- **PROVIDED PASSAGE**

※ ※ ※

# Can I Get Only Hd



## PEARLTONE (May 27, 2006)

is it poss to get only HD stuff, no basic package, if yes what IRD do they use and how much is it per month, this is for a new customer

thanks


----------



## bruin95 (Apr 23, 2006)

No. You must have a basic package to go along with the HD channels.


----------



## jarvantgroup (Mar 24, 2006)

PEARLTONE said:


> is it poss to get only HD stuff, no basic package, if yes what IRD do they use and how much is it per month, this is for a new customer
> 
> thanks


Your chances of doing that are slim to none and slim just went on vacation. :icon_cool


----------



## coldmiser (Mar 10, 2007)

I swear when I signed up the rep told me I could downgrade to HD only.


----------



## calgary2800 (Aug 27, 2006)

What is the lowest package I have to get just to get HD?

※ ※ ※

- **WHAT THE TASK ASKS**
Write what comes next in the forum thread about getting only HD channels, picking up after its final post. The rows play no part here.

※ ※ ※

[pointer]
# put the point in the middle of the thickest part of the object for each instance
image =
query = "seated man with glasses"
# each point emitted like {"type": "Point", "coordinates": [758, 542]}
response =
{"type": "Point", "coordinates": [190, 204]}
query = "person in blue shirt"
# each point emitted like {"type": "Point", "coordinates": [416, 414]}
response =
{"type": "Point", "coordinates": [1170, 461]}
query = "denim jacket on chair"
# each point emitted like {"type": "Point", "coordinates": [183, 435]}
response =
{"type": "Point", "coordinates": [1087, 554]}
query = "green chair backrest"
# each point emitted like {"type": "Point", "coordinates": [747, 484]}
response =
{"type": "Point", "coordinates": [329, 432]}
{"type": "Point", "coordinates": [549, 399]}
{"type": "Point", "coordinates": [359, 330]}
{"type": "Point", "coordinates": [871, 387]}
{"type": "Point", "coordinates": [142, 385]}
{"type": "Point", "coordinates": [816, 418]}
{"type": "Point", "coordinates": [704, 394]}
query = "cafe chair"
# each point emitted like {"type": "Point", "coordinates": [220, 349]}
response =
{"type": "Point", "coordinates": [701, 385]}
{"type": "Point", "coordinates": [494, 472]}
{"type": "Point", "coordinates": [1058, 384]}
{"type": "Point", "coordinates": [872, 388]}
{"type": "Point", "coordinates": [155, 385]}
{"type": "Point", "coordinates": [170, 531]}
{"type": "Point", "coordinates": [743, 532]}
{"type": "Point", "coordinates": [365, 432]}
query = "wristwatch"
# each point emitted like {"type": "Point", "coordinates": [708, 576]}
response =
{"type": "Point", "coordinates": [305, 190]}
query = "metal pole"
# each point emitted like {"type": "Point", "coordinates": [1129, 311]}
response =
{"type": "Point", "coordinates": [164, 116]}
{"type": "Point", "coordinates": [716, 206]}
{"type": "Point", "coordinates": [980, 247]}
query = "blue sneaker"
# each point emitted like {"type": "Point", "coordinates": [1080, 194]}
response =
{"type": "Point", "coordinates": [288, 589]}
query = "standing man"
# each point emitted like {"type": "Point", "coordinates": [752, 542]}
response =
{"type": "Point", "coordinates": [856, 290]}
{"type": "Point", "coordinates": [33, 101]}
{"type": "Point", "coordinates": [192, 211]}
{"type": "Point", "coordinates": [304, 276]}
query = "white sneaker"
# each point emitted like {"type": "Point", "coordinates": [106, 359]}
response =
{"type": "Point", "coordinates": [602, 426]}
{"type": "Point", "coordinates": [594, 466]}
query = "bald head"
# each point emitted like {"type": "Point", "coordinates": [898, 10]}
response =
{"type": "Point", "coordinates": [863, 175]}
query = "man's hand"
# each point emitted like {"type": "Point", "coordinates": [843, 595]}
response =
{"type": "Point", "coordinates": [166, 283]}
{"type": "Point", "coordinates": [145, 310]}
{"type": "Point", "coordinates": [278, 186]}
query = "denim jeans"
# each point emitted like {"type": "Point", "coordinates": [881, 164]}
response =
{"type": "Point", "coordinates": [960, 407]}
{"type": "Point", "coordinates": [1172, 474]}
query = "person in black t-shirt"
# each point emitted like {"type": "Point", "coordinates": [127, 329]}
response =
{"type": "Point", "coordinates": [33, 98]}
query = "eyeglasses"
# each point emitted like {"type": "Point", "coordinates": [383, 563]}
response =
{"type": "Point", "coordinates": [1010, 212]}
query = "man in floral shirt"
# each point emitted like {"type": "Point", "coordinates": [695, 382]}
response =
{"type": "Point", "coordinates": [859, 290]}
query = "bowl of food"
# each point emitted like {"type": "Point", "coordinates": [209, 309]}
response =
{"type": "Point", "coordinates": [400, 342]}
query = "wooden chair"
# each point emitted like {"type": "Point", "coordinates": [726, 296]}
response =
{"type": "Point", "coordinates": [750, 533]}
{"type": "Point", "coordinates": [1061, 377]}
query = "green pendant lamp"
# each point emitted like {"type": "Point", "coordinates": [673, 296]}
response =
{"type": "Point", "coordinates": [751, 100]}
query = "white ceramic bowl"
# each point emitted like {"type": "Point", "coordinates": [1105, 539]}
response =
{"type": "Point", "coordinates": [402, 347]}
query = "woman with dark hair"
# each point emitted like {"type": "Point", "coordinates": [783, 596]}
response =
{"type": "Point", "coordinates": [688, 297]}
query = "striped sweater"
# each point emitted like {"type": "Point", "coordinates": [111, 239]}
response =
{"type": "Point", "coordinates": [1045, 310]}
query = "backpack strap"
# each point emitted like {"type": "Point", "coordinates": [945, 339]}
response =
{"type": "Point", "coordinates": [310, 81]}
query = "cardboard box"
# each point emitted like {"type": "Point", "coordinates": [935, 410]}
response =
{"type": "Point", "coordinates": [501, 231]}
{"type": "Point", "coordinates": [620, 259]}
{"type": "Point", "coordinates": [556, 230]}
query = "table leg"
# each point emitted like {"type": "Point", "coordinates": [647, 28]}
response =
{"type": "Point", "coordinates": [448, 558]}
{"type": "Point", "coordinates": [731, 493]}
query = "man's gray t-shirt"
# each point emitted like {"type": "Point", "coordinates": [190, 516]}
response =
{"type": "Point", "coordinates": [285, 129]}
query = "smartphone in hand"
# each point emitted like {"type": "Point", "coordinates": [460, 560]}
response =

※ ※ ※

- **RESULT BELOW**
----------



## Atlas (Sep 6, 2003)

PEARLTONE said:


> is it poss to get only HD stuff, no basic package, if yes what IRD do they use and how much is it per month, this is for a new customer
> 
> thanks


THE HD package was supposed to be availabe Feb 1 for $29.99 a month... as a Stand alone... they are not advertising it but I believe it came out of the CES info... just call and request a supervisor if the CSR gives you a hard time... 
Jk


----------



## heisman (Feb 11, 2007)

If you add HBO to the HD only package, do you get all the HBO's or just HBOHD?


----------



## heisman (Feb 11, 2007)

Do you get NGHD with the HD only $29.99 package?


----------



## James Long (Apr 17, 2003)

heisman said:


> If you add HBO to the HD only package, do you get all the HBO's or just HBOHD?


Yes. The $12 gives you all HBOs including (if you subscribe to HD) the HBO-HD channel.


heisman said:


> Do you get NGHD with the HD only $29.99 package?


I believe that answer is no. The standalone package is hard to get information on so I could be wrong, but I doubt it.


----------



## JAB (Nov 10, 2006)

I would love this option also. I watch no channels other than HD and locals. Sure hate spending dollars on things I don't use. 

JAB


----------



## heisman (Feb 11, 2007)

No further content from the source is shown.